From the listing below, select and copy every line that contains the word "each".

### SUPPLIED ENTRIES
* Begin *

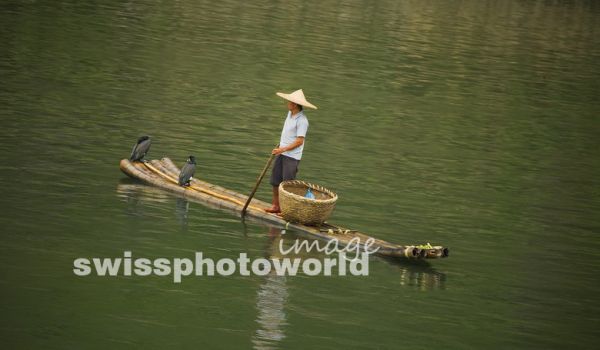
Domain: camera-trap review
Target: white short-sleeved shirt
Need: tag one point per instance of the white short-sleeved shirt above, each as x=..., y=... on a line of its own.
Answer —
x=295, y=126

* End *
* Begin *

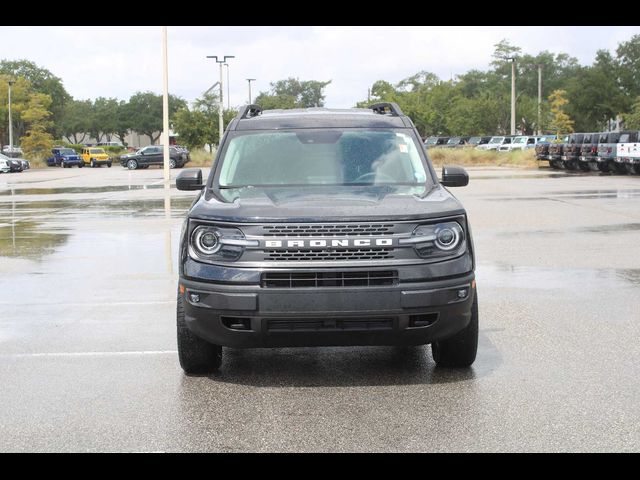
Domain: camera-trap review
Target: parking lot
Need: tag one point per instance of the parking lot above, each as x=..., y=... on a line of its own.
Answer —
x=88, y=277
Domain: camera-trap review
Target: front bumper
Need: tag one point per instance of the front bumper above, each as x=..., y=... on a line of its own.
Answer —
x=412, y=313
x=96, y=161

* End *

### SOLUTION TO THIS TASK
Need: tag one point per instance of the white short-sleeved shirt above, each as x=..., y=... on a line of its own.
Need: tag one point per instance of the parking lot above, each as x=..., y=... on a line of its own.
Need: tag one point per instance of the front bumper above, each as x=..., y=... on a line of its own.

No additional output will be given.